Assignment: Without the pictures, set down every line of the data exactly.

Source records section start

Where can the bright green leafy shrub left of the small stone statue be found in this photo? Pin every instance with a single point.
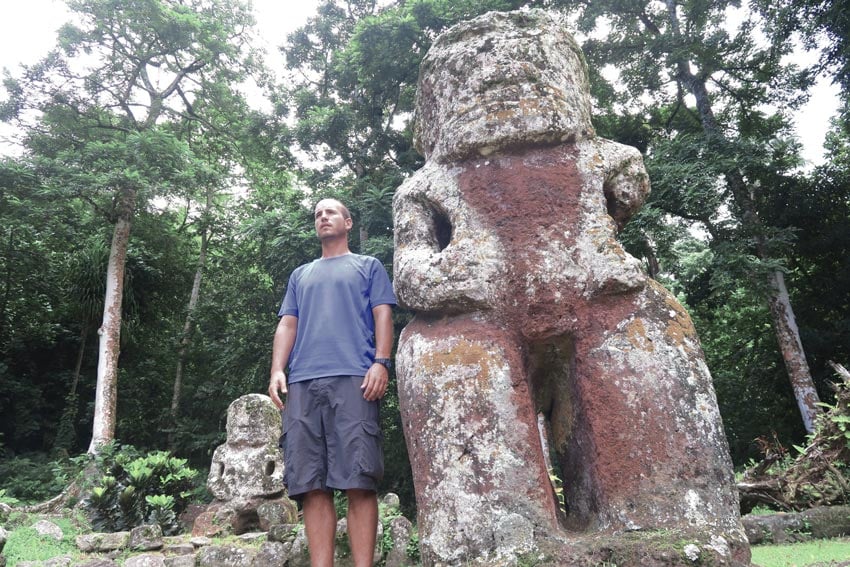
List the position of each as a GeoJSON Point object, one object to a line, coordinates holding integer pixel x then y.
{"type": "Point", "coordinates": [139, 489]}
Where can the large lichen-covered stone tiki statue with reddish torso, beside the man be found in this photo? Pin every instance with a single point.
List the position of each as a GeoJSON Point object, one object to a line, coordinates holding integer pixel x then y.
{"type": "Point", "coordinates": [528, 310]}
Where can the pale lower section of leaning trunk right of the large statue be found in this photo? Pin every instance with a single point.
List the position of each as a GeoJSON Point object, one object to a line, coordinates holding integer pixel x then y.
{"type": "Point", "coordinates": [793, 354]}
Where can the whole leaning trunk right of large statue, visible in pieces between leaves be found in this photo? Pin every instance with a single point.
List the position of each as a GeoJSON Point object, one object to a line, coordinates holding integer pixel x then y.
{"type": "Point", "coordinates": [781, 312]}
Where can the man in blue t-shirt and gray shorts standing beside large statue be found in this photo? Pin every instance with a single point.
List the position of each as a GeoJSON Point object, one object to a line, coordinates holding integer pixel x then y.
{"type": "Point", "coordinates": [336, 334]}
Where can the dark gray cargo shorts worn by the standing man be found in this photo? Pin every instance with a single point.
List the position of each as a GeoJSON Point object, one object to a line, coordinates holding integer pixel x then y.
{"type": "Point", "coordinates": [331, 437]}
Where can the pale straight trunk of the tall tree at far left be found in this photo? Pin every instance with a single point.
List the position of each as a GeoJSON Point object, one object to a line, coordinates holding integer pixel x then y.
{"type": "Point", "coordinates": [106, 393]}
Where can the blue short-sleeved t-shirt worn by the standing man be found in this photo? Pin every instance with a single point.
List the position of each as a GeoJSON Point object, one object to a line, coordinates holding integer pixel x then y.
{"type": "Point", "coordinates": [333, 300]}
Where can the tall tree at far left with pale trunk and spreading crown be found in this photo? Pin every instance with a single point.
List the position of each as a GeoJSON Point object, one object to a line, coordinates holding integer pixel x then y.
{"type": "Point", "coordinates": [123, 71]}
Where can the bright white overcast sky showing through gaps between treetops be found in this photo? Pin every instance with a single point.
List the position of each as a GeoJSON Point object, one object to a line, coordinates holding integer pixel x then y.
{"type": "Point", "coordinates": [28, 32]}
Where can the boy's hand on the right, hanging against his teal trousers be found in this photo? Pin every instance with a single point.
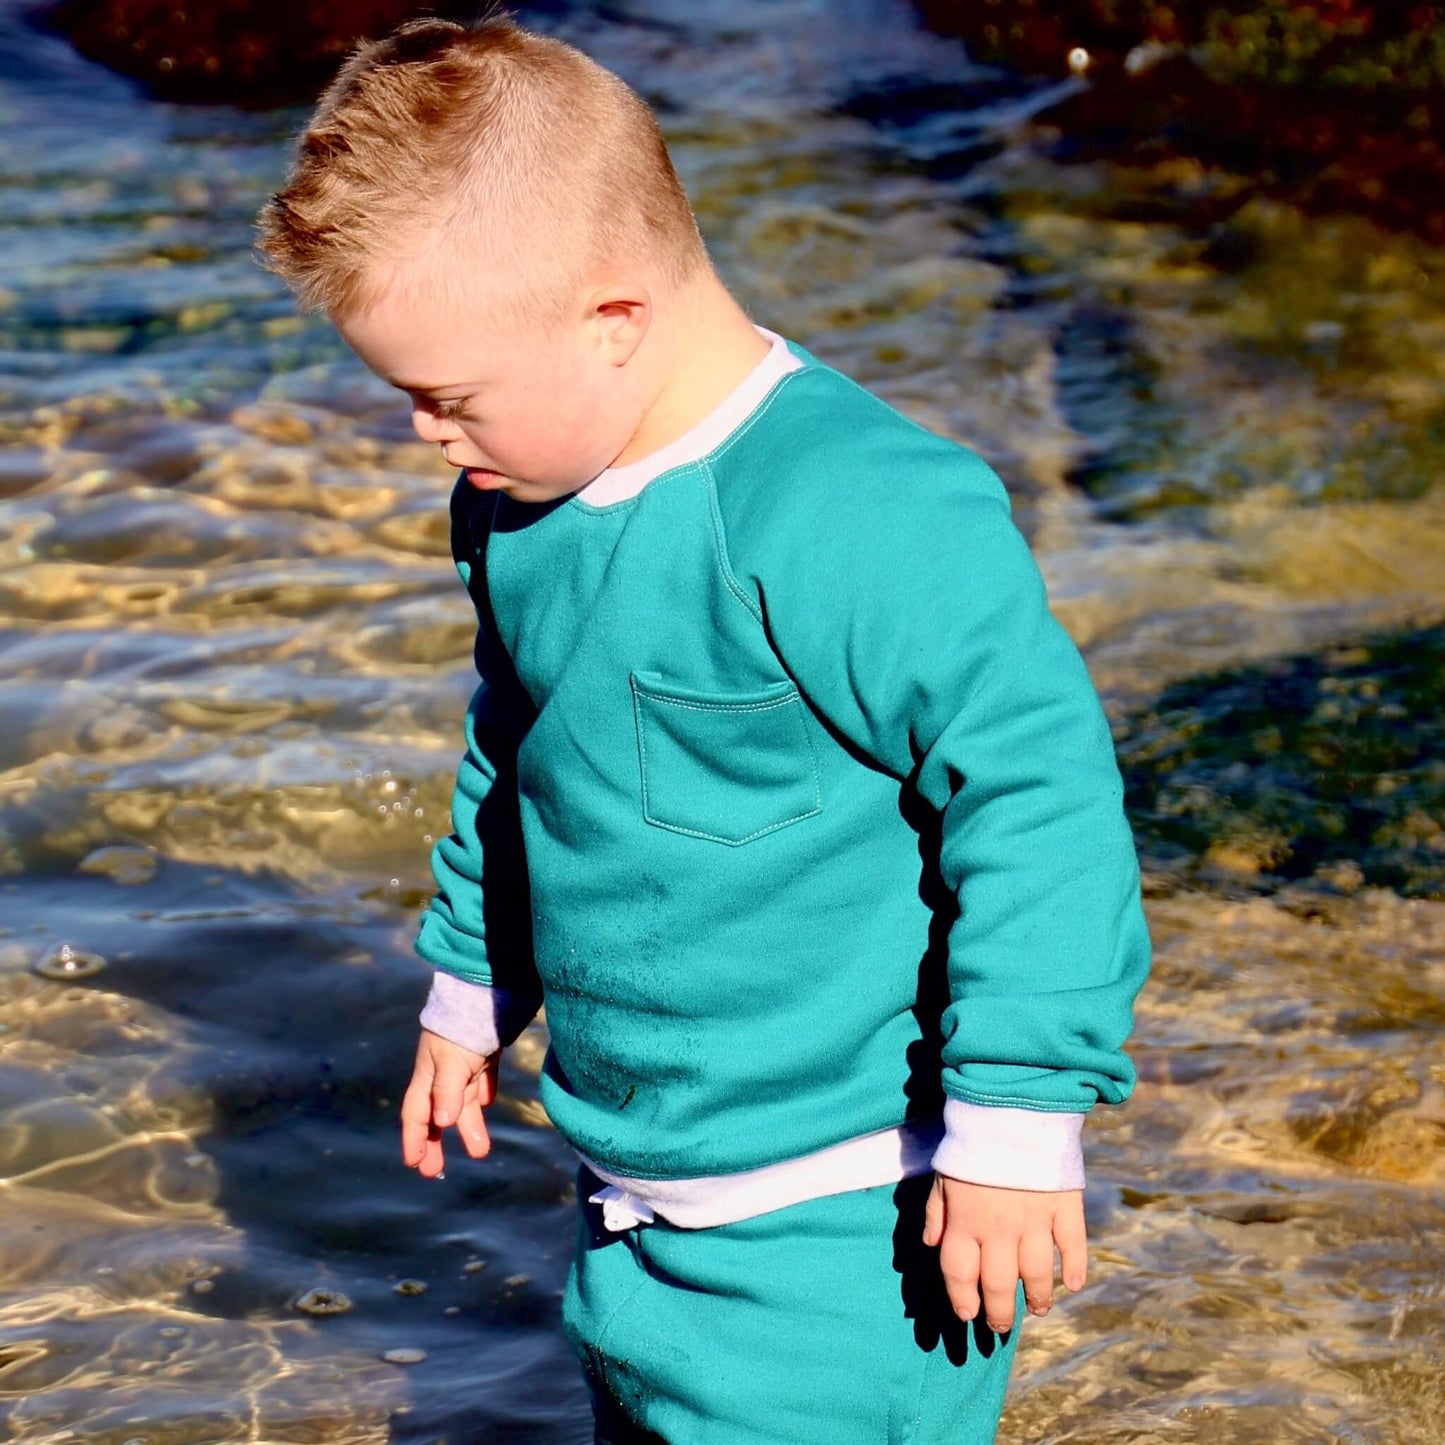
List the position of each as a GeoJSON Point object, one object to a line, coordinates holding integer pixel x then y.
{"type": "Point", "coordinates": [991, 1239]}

Source records section end

Written answer:
Where can the bright green leafy shrub left of the small stone statue be found in this photo? Pin every instance with a single point.
List the position of each as a GeoJSON Point object, one object to a line, coordinates holding integer pixel x then y.
{"type": "Point", "coordinates": [139, 489]}
Where can the large lichen-covered stone tiki statue with reddish torso, beside the man be found in this photo? Pin every instance with a single point.
List the position of each as a GeoJSON Point object, one object to a line, coordinates holding integer pixel x then y.
{"type": "Point", "coordinates": [528, 310]}
Where can the pale lower section of leaning trunk right of the large statue be found in this photo? Pin every instance with a single point.
List the position of each as a GeoJSON Point object, one object to a line, coordinates holding integer pixel x then y.
{"type": "Point", "coordinates": [793, 354]}
Where can the whole leaning trunk right of large statue, visible in pieces between leaves be found in this photo? Pin every instance with a single point.
List the position of each as a GeoJSON Point object, one object to a line, coordinates holding integer pixel x then y.
{"type": "Point", "coordinates": [781, 312]}
Where can the man in blue t-shirt and gray shorts standing beside large statue be found in this photo? Pin every instance with a single point.
List the position of each as a GeoJSON Point object, one object to a line, coordinates holding integer pixel x then y.
{"type": "Point", "coordinates": [336, 334]}
Where can the dark gray cargo shorts worn by the standing man be found in this photo? Pin every instance with a single point.
List the position of each as a GeoJSON Point object, one object to a line, coordinates holding integer pixel x then y.
{"type": "Point", "coordinates": [331, 437]}
Where can the pale straight trunk of the tall tree at far left be found in this photo? Pin every instance with a single point.
List the position of each as a GeoJSON Point object, one object to a line, coordinates holding integer pixel x then y.
{"type": "Point", "coordinates": [106, 393]}
Where can the blue short-sleeved t-shirt worn by the standing man be found in this photo? Pin every instance with a single point.
List the position of each as a GeoJSON Point object, one object to a line, coordinates holding integer pixel x then y.
{"type": "Point", "coordinates": [333, 300]}
Where can the tall tree at far left with pale trunk and spreading crown be found in this photo? Pin every instance with a single point.
List the position of each as a GeoJSON Point object, one object to a line, coordinates holding integer pixel x then y.
{"type": "Point", "coordinates": [123, 71]}
Where can the bright white overcast sky showing through gaps between treetops be found in this photo? Pin every instance with a single point.
List the position of each as a GeoJSON Point object, one object to a line, coordinates holding integer pixel x then y.
{"type": "Point", "coordinates": [28, 32]}
Where can the boy's hand on the right, hanging against his teal trousers be found in this photo? Pin every instance with a single point.
List the position of each as a GeoJSON Point object, one object to a line, coordinates holding integer pixel x then y.
{"type": "Point", "coordinates": [991, 1239]}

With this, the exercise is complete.